● Given exercise
Rewrite the material below, putting "scene review" wherever "match analysis" appears and keeping every other character as it is.

Coordinate labeling data
————————
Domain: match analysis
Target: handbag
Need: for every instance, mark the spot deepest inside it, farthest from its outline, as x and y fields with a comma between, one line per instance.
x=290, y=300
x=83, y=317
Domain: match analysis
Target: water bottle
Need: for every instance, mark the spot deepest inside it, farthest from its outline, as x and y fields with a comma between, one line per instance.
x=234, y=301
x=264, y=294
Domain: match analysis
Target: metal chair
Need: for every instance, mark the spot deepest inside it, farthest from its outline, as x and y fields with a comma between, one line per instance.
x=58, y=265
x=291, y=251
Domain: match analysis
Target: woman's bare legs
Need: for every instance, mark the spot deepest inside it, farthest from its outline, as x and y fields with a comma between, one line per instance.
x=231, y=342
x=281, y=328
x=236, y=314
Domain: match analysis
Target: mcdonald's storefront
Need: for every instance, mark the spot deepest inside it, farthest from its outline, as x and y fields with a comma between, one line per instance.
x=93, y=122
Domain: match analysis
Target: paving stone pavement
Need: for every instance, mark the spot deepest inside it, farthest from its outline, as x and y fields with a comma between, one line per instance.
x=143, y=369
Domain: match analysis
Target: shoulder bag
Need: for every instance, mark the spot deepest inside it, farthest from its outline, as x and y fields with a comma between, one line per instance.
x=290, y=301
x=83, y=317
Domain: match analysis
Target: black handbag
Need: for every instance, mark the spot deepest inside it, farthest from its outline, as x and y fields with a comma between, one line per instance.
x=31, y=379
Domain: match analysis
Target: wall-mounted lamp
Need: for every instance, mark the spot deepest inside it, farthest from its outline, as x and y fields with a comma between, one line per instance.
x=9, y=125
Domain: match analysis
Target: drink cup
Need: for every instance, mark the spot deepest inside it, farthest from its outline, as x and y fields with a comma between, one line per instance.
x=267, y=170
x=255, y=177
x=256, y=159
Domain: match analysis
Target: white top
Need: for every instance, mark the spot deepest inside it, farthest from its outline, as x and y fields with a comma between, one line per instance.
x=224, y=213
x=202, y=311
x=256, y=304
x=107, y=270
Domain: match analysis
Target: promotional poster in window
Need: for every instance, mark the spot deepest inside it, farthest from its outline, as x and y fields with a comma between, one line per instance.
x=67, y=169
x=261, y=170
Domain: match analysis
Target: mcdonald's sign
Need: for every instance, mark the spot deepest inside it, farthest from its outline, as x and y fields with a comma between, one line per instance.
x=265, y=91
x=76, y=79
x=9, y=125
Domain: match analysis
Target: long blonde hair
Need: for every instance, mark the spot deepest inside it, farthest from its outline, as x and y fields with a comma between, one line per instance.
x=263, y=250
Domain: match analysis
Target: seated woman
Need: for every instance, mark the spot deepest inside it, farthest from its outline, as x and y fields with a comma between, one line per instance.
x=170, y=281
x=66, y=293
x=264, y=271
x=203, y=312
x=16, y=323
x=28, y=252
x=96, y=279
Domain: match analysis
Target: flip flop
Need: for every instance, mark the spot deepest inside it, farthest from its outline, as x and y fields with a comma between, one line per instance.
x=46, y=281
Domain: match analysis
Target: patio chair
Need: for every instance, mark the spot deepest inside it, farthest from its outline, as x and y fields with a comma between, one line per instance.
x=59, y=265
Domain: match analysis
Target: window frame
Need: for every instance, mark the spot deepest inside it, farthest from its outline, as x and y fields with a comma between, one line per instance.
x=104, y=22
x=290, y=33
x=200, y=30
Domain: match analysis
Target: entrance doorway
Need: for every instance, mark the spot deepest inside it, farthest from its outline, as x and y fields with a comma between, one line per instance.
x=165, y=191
————————
● Final result
Domain: scene review
Target: handbag
Need: for every instance, mark the spot deepest inside it, farthest from its outline, as x and y fields with a comma between, one line per instance.
x=290, y=300
x=83, y=317
Domain: scene review
Target: water bottle
Need: for every instance, mark the spot deepest inside it, farthest from its outline, as x and y fields with a comma between, one line per instance.
x=234, y=301
x=264, y=294
Domain: scene review
Target: metal chair
Need: for every instance, mark the spot deepest inside it, farthest from its outline, as x and y fields with a comma between, one line per instance.
x=58, y=265
x=291, y=251
Domain: scene review
Target: woman's bare legs
Need: for every instance, mark the spot deepest inside it, farthest from its outline, as x and y fields with a comma between, one line per instance.
x=231, y=342
x=281, y=328
x=236, y=314
Domain: scene review
Target: mcdonald's storefront
Need: for every instance, mark the spot deepest inside it, farthest from its outline, as x and y fields with a comma between, one line per instance.
x=93, y=122
Domain: scene review
Target: paving stone pavement
Need: for every instance, mark the spot deepest inside it, farthest from its outline, as x and y fields with a comma between, one line per instance.
x=143, y=369
Domain: scene review
Target: shoulder bag
Need: for every instance, mark the spot deepest inside it, farthest from its outline, as x and y fields with a comma between, one line per instance.
x=290, y=301
x=83, y=317
Domain: scene review
Target: black handbag
Need: for every instance, mark the spot deepest inside it, farthest from its outline, as x and y fields with a comma between, one line per instance.
x=31, y=379
Domain: scene review
Target: wall-mounted lamp
Need: for every instance, mark the spot deepest inside it, farthest from its outline, as x and y fields with a comma between, one line per instance.
x=9, y=125
Domain: scene review
Target: drink cup
Need: for every instance, mark the spot deepest inside it, farthest from its outline, as x and y fields with a comma between, one line per instance.
x=267, y=170
x=255, y=177
x=256, y=159
Domain: scene review
Target: white top
Need: for every instance, mark the spot deepest inside it, farthest from its outline, as x and y fields with a comma between, one line per instance.
x=224, y=213
x=202, y=311
x=256, y=304
x=107, y=270
Domain: scene review
Target: promotional poster in window
Need: for every instance, mark the spot deepest inside it, farthest from its outline, as x and y fields with a comma between, one line per instance.
x=67, y=169
x=261, y=170
Domain: scene review
Target: mcdonald's sign
Need: for every instance, mark the spot deepest inside it, farthest from its outline, as x and y fields with a comma between, one line per instance.
x=265, y=91
x=76, y=79
x=9, y=125
Domain: scene review
Target: long blonde hair
Need: for every instance, mark the spot deepest inside it, farthest from its outline, as x and y fields with a comma between, one line per instance.
x=263, y=250
Domain: scene review
Target: seated woman
Need: for every instance, mark the spot deepest inside it, farthest from its outline, as x and y fields with a comma between, one line per instance.
x=170, y=281
x=66, y=293
x=264, y=271
x=203, y=312
x=16, y=323
x=28, y=252
x=96, y=279
Domain: scene review
Target: flip flop
Need: for every instance, mark the spot deepest inside it, farthest from its outline, as x and y fields with a comma between, one line per instance.
x=46, y=281
Domain: scene review
Target: patio chair
Need: for every instance, mark the spot deepest inside it, farthest from its outline, as x and y fields with a comma between, one line per instance.
x=59, y=265
Domain: scene review
Target: window frame
Need: for every instance, mark the spot deepest inside it, farthest from its outline, as x and y fields with a comma between, one line per instance.
x=104, y=22
x=290, y=33
x=200, y=30
Domain: scene review
Target: entrance doorway
Need: for every instance, mark the spot deepest inside it, farthest from its outline, as x and y fields with a comma between, one line per instance.
x=165, y=191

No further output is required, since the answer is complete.